Please reproduce all of the data below line for line, adding -138 to every bounding box coordinate in the answers and leaving all other text unchanged.

start Records for this task

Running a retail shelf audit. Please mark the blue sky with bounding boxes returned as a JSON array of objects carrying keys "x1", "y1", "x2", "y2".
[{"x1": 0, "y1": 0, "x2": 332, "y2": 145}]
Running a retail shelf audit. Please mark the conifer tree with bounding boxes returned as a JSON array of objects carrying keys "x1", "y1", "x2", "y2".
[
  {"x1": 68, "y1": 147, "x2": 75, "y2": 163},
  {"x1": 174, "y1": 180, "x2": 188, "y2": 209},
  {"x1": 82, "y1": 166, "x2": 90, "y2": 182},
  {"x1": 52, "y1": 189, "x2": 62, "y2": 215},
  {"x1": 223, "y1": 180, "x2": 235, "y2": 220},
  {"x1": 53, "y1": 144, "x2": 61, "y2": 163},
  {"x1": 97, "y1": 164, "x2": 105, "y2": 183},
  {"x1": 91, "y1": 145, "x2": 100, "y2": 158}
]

end Records for this task

▶ _Solution to the exercise_:
Running a retail shelf audit. Please mark the blue sky with bounding boxes returned as a JSON array of objects carrying keys "x1", "y1", "x2", "y2".
[{"x1": -138, "y1": -138, "x2": 194, "y2": 7}]
Running a retail shelf audit. Please mark the conifer tree with bounding boxes returned as a JSON array of objects carrying keys "x1", "y1", "x2", "y2".
[
  {"x1": -70, "y1": 9, "x2": -63, "y2": 25},
  {"x1": 36, "y1": 42, "x2": 50, "y2": 71},
  {"x1": -56, "y1": 28, "x2": -48, "y2": 44},
  {"x1": -86, "y1": 51, "x2": -76, "y2": 77},
  {"x1": 85, "y1": 42, "x2": 97, "y2": 82},
  {"x1": -85, "y1": 6, "x2": -77, "y2": 25},
  {"x1": -41, "y1": 26, "x2": -33, "y2": 45},
  {"x1": -47, "y1": 7, "x2": -38, "y2": 20}
]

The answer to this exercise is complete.